==== Extrait ====

Intervention de Luc Poyer

Réunion du 11 décembre 2012 à 17h15
Commission du développement durable et de l'aménagement du territoire

Luc Poyer, président du directoire d'EON France :

Je suis heureux de pouvoir apporter la contribution d'E.ON à ce débat fondamental de la transition énergétique.

E.ON est un grand groupe énergéticien européen à capitaux privés, d'une taille comparable à EDF ou GDF-Suez. D'origine allemande, le groupe s'est très tôt aventuré hors de son marché national. Avec une trentaine de millions de clients, il est désormais présent non seulement en Allemagne, mais aussi en Grande-Bretagne, en Scandinavie, en Europe centrale, en France, en Espagne et en Italie.

Je commencerai par évoquer la transition énergétique telle qu'E.ON la conçoit et la met déjà en oeuvre. En France, E.ON a hérité de la capacité installée de Charbonnages de France en matière d'électricité, soit environ 3 GW : quatre centrales thermiques situées sur les anciens bassins miniers, qui regroupent sept tranches au charbon et deux cycles combinés gaz (CCG), des parcs éoliens et deux fermes solaires. Nous sommes un petit acteur en taille, mais nous jouons un rôle déterminant dans l'équilibre entre l'offre et la demande, notamment pour faire face aux pics de consommation – ce qu'on appelle un acteur de semi-base et de pointe.

==== Lignes fournies ====

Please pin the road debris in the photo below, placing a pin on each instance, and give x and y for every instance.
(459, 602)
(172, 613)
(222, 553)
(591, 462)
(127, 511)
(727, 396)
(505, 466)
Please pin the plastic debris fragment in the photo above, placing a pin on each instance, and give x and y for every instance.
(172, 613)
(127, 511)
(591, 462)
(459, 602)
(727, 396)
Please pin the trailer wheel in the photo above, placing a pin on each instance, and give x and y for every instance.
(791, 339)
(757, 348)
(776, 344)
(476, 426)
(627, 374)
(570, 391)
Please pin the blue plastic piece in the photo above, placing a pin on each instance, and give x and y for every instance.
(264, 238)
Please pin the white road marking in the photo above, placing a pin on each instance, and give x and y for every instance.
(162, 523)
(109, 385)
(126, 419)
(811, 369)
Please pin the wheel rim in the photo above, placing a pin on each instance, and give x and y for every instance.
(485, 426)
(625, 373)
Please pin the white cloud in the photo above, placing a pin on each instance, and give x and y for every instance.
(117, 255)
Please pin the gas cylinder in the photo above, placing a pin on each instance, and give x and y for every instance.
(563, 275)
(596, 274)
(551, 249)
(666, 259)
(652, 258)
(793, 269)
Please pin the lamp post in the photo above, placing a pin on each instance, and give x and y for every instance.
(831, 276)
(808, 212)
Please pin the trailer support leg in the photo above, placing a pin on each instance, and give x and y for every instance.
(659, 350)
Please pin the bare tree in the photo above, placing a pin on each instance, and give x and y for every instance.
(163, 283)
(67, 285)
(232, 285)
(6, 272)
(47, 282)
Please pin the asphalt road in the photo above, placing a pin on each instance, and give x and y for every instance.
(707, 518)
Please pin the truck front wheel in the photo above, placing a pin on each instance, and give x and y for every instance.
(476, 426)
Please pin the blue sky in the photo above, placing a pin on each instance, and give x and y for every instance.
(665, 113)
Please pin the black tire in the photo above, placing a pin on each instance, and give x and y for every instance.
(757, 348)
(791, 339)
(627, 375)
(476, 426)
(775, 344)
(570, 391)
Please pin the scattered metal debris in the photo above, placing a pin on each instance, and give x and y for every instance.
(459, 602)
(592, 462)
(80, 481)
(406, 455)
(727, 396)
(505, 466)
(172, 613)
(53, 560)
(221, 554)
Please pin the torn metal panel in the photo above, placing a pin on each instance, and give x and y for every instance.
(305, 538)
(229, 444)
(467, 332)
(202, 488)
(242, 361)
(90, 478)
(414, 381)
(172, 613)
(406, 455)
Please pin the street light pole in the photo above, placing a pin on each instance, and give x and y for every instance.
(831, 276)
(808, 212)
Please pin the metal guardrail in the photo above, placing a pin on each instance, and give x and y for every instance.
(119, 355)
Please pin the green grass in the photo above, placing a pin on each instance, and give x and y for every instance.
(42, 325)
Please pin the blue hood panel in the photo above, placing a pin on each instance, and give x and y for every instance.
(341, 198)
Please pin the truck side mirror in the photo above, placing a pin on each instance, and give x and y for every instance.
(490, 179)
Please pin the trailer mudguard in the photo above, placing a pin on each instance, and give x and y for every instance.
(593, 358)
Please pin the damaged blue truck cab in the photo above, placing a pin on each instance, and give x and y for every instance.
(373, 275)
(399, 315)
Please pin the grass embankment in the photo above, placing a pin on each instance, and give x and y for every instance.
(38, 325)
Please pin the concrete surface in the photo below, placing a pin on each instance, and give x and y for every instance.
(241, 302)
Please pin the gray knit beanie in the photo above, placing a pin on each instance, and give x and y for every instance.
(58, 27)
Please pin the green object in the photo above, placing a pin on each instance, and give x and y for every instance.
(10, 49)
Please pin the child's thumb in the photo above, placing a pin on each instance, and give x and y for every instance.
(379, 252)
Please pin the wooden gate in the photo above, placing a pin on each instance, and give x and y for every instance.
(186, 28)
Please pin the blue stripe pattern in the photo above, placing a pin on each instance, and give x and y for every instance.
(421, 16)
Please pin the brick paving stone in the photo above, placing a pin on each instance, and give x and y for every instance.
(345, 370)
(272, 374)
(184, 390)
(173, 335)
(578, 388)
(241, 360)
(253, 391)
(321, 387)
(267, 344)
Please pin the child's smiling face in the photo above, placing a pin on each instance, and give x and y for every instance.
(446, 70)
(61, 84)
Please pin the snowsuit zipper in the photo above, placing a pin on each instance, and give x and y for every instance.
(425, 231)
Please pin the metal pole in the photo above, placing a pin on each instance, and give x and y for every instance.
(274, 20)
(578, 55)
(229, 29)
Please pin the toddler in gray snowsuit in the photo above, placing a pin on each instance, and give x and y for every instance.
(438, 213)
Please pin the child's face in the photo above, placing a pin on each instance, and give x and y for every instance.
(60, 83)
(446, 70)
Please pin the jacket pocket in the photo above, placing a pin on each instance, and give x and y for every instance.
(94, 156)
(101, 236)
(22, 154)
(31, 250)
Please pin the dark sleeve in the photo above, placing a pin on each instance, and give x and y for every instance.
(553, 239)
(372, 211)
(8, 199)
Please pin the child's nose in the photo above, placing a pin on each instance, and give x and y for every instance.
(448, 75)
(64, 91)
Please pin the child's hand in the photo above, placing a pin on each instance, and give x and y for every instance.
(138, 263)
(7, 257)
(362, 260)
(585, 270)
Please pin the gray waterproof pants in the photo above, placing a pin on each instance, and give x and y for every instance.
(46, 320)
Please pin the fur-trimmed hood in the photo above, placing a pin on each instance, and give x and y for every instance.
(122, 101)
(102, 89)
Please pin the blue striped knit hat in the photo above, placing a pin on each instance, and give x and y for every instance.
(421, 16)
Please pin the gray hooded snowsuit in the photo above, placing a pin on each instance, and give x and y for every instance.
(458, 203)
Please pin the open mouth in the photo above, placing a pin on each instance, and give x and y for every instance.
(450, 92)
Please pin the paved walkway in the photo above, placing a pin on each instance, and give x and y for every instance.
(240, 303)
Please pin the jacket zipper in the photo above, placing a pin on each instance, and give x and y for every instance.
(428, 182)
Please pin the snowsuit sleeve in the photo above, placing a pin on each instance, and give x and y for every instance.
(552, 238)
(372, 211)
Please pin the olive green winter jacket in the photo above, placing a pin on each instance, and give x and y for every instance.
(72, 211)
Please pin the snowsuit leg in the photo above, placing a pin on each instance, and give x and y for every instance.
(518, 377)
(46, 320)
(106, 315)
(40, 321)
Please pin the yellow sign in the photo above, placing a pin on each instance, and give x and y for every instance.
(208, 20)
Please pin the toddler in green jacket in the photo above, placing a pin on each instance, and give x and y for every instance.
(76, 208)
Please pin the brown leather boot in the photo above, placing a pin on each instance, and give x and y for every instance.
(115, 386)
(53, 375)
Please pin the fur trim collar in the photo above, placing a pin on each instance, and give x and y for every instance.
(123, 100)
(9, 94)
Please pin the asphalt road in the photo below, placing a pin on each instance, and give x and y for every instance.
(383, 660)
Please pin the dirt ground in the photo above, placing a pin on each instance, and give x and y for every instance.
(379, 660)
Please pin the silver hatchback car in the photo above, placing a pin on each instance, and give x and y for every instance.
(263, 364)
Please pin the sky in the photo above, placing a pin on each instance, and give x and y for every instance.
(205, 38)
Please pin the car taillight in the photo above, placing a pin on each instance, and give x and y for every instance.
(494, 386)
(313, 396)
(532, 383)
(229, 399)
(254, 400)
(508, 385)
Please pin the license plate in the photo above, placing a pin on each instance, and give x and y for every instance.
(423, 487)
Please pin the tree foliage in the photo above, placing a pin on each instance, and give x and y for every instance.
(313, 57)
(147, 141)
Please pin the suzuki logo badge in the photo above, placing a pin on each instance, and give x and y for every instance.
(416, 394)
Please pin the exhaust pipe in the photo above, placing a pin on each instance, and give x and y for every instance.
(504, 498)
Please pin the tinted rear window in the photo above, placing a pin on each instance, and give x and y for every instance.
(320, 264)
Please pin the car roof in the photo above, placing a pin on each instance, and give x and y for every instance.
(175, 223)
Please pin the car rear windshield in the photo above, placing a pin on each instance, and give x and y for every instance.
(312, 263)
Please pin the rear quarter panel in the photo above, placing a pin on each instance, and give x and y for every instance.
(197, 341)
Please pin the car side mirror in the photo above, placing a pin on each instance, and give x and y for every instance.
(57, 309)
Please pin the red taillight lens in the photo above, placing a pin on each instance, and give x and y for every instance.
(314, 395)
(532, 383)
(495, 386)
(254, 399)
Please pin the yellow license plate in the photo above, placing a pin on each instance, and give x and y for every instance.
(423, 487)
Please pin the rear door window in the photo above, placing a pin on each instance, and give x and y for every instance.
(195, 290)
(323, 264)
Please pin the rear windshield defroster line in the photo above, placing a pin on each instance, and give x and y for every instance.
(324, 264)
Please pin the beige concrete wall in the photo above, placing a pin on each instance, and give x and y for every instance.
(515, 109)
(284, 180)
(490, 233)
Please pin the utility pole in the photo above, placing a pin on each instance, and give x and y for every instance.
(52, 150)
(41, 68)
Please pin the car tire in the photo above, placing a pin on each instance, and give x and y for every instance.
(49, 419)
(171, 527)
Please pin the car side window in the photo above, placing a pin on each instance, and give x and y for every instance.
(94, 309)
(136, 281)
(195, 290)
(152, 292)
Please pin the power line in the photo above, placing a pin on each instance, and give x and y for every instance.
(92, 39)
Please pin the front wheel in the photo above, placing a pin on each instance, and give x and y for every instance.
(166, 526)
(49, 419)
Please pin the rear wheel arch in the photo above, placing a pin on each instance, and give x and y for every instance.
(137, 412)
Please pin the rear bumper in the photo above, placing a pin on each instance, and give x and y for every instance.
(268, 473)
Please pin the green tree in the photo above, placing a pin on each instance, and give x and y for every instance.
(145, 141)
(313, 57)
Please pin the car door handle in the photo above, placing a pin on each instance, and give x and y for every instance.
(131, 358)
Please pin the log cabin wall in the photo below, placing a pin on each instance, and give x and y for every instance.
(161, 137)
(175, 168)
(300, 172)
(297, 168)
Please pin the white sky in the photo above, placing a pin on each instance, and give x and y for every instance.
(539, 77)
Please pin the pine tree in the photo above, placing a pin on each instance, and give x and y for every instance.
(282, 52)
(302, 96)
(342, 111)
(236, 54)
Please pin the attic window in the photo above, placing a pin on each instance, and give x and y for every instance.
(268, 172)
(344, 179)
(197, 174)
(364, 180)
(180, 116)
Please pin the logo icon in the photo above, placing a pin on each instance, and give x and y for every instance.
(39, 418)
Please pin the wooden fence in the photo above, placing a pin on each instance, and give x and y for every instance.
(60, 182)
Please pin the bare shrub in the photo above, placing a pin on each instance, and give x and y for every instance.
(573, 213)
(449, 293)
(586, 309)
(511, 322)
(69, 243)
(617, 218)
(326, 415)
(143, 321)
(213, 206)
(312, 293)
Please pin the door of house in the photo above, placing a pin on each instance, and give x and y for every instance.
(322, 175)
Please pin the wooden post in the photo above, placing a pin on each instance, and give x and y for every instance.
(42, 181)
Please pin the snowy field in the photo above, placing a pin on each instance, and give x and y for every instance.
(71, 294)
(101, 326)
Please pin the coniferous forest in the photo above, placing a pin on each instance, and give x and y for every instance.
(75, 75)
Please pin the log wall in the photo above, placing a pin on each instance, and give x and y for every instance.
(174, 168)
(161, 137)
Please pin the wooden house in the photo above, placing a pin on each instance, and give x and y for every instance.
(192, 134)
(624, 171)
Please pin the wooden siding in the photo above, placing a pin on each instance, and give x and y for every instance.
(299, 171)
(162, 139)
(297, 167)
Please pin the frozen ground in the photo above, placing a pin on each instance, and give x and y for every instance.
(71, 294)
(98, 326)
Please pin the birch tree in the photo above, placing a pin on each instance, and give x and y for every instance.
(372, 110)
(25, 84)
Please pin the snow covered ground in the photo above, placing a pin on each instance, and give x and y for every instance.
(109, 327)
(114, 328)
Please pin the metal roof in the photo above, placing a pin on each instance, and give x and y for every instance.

====

**À faire:** D'après l'extrait, de qui E.ON a-t-il hérité sa capacité installée en électricité en France ?

**Réponse finale:** De Charbonnages de France.